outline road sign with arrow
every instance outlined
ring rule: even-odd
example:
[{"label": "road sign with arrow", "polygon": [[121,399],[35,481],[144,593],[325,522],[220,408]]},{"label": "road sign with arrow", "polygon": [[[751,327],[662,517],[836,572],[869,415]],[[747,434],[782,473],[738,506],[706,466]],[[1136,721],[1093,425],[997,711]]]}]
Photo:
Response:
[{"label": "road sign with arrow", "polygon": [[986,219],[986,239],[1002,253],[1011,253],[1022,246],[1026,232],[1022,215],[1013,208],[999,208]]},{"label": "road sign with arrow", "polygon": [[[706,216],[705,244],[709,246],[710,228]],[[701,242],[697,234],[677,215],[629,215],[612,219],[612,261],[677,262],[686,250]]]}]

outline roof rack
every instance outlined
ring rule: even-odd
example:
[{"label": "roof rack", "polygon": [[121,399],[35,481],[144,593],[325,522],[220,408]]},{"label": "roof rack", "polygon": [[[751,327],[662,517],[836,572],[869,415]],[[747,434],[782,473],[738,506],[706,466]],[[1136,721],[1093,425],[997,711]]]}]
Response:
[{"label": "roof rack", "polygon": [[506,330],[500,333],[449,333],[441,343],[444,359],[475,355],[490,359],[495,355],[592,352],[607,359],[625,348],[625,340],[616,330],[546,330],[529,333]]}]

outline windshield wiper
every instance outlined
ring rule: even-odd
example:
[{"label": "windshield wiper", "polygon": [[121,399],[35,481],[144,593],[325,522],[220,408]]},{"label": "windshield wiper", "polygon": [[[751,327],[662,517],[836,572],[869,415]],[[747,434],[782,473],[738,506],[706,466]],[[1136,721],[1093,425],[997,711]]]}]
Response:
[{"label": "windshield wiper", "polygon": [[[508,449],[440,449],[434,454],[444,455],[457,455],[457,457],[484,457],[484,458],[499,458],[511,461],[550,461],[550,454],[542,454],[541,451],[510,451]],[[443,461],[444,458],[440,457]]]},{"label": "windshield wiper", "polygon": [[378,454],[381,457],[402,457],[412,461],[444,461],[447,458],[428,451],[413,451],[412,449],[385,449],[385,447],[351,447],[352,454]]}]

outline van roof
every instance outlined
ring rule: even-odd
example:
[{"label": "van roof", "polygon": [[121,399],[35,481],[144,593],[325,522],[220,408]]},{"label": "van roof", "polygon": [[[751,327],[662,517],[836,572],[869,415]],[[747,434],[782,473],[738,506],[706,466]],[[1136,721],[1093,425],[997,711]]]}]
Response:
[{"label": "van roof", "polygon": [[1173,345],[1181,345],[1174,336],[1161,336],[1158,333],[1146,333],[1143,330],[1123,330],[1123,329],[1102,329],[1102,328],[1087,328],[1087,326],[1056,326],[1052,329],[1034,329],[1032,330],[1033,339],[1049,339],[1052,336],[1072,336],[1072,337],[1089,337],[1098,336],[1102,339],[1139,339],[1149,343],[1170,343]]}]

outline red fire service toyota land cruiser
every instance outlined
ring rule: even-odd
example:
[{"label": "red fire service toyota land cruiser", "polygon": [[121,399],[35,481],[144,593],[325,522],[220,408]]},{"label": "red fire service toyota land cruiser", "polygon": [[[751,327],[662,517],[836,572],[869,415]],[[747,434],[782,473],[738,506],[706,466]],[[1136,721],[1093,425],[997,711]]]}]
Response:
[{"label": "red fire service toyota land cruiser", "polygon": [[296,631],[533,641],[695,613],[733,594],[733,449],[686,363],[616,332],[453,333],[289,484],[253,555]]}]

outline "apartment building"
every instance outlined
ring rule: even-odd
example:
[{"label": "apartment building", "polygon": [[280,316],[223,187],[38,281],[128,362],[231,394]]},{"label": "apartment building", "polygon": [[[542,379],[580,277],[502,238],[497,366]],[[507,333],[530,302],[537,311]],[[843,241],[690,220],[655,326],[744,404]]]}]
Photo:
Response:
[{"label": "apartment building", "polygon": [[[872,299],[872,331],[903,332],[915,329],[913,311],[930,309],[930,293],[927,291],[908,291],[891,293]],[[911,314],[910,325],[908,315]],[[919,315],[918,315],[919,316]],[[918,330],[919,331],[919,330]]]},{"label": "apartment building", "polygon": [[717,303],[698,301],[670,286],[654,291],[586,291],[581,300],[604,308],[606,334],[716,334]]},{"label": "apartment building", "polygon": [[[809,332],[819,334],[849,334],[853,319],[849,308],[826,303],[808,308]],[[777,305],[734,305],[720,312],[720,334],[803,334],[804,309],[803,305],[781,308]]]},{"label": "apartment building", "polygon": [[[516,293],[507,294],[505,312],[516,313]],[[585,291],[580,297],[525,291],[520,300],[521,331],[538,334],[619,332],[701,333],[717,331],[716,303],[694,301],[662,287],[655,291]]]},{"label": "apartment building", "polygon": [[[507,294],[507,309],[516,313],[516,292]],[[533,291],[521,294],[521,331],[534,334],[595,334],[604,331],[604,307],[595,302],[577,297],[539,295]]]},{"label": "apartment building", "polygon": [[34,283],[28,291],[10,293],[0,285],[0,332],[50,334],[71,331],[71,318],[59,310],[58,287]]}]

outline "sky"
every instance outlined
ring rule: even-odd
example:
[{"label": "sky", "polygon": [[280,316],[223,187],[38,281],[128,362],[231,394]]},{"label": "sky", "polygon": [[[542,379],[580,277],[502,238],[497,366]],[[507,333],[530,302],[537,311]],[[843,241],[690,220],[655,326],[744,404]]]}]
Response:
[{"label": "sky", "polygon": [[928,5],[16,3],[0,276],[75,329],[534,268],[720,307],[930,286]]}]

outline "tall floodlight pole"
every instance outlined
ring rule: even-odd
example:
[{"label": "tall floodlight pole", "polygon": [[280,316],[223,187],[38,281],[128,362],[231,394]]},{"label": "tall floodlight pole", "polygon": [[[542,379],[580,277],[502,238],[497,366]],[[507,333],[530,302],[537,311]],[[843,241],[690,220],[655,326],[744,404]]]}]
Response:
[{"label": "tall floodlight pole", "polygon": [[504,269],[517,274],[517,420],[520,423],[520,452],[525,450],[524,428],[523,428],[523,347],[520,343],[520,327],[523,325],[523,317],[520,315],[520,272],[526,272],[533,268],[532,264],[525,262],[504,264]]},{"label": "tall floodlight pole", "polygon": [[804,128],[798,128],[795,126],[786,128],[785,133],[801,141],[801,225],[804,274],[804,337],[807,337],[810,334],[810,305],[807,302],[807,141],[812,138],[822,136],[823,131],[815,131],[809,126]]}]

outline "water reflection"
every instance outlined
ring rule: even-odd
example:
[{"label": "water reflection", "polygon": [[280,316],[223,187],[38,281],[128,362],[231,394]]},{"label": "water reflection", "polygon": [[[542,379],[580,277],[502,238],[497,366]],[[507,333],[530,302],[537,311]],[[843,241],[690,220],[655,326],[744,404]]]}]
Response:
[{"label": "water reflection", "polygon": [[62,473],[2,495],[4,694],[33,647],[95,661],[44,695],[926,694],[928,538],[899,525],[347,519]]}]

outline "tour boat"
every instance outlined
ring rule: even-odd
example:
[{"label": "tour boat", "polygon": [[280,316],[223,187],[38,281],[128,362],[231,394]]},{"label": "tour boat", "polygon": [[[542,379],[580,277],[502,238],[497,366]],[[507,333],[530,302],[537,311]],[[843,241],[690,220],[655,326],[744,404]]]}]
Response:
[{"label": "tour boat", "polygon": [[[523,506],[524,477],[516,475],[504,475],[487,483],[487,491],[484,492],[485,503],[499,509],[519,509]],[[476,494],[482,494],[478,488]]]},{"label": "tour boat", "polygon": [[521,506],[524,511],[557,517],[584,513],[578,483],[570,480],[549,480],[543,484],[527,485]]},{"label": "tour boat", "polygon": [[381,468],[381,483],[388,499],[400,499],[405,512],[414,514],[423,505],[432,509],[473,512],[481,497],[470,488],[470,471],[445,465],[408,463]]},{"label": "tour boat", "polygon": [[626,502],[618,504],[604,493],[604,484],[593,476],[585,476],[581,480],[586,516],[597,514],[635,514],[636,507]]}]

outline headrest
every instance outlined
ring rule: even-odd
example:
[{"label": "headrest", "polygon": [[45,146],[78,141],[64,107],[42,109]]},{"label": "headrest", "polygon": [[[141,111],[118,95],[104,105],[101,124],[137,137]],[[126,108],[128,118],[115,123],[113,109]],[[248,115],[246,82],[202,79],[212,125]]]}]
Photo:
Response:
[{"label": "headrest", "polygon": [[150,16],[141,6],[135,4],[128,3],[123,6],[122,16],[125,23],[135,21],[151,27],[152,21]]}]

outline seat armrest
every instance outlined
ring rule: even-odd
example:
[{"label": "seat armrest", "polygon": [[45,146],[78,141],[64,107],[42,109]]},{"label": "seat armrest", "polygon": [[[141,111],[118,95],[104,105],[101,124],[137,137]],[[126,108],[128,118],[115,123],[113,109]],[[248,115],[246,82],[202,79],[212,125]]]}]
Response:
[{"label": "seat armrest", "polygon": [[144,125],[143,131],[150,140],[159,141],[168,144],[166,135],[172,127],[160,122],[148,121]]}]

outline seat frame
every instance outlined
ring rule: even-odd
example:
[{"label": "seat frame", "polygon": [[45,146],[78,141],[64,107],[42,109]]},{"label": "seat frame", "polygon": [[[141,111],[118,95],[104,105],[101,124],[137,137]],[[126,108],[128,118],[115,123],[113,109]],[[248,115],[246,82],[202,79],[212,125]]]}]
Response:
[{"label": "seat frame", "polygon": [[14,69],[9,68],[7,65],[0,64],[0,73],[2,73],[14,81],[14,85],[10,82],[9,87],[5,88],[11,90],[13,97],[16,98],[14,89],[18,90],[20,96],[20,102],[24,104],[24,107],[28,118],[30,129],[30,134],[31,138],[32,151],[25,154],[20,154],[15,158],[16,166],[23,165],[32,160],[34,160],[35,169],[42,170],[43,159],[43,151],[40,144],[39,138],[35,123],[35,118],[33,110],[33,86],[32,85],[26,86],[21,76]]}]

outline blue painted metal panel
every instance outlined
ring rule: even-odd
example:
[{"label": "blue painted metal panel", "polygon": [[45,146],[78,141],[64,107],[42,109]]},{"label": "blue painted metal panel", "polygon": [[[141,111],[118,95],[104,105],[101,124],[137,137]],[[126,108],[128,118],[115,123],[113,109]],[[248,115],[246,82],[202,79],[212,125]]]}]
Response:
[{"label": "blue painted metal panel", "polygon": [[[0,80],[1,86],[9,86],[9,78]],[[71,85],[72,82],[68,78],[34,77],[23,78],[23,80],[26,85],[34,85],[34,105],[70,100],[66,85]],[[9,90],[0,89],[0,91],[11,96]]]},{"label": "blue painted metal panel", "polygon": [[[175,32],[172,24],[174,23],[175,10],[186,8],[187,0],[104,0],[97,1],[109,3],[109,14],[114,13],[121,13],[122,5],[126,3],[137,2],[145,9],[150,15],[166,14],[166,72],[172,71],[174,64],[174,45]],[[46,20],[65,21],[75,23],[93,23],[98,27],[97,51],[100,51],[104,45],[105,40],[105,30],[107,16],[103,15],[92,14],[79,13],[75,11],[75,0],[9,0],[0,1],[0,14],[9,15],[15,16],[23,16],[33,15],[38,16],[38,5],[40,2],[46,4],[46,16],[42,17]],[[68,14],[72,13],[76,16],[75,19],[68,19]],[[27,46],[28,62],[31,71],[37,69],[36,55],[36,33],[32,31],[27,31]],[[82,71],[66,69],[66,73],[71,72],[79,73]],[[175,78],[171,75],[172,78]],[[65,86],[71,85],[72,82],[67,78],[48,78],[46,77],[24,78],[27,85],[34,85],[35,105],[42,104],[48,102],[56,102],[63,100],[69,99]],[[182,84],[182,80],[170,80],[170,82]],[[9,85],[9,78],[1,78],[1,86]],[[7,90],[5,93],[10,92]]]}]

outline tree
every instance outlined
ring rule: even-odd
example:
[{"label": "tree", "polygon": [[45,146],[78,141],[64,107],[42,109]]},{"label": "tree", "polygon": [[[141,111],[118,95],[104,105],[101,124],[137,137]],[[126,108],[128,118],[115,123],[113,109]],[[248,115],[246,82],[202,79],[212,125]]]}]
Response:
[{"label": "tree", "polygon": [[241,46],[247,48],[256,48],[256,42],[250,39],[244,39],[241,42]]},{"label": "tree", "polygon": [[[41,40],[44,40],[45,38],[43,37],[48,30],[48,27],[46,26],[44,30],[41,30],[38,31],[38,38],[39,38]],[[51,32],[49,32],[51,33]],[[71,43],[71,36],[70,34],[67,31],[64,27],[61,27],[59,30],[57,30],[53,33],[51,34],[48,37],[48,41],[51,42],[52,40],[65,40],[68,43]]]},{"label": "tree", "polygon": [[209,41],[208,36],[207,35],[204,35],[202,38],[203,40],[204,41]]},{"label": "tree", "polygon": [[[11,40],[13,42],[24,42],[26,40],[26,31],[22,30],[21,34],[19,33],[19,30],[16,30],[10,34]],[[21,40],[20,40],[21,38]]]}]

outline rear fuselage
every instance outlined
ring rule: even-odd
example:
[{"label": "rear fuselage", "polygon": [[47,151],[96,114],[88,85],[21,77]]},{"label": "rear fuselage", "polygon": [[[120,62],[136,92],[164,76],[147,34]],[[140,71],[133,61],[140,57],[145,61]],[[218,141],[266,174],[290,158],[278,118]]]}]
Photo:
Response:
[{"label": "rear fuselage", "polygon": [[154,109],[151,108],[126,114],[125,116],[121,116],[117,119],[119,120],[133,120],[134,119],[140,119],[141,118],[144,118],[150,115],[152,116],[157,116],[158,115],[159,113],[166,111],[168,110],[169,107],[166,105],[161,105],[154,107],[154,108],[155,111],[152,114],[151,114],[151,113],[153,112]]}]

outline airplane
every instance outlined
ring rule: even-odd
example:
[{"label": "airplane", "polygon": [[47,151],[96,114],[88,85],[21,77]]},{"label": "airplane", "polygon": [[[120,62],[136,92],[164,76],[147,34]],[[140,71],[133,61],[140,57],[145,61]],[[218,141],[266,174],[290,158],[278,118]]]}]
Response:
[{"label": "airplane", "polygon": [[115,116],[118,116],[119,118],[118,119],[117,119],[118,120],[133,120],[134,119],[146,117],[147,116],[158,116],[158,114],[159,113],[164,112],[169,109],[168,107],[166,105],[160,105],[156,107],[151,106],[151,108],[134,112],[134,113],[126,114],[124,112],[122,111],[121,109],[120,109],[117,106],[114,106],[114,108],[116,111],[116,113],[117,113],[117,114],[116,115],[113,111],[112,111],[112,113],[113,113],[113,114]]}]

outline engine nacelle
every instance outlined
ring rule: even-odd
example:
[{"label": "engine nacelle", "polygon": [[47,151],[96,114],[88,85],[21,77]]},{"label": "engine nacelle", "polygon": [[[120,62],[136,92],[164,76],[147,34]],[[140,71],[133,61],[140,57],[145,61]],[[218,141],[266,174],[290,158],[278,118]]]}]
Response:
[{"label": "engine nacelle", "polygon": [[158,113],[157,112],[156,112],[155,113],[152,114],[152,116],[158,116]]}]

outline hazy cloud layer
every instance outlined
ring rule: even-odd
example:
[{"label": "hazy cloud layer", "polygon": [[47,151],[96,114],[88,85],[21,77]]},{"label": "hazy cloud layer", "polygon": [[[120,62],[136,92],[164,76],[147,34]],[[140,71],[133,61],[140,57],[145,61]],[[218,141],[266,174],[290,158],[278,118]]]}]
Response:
◆ ◆ ◆
● **TASK TO COMPLETE**
Format the lines as a JSON list of strings, one string per line and blank lines omitted, starting with the line that contains "outline hazy cloud layer" and going on through the end of the entries.

● **TASK SOLUTION**
[
  "outline hazy cloud layer",
  "every instance outlined",
  "ring rule: even-odd",
  "example:",
  "[{\"label\": \"hazy cloud layer\", \"polygon\": [[47,151],[96,114],[88,85],[21,77]]},{\"label\": \"hazy cloud layer\", \"polygon\": [[[120,62],[136,92],[164,76],[147,34]],[[140,71],[133,61],[140,57],[145,61]],[[218,141],[266,174],[290,158],[278,118]]]}]",
  "Response:"
]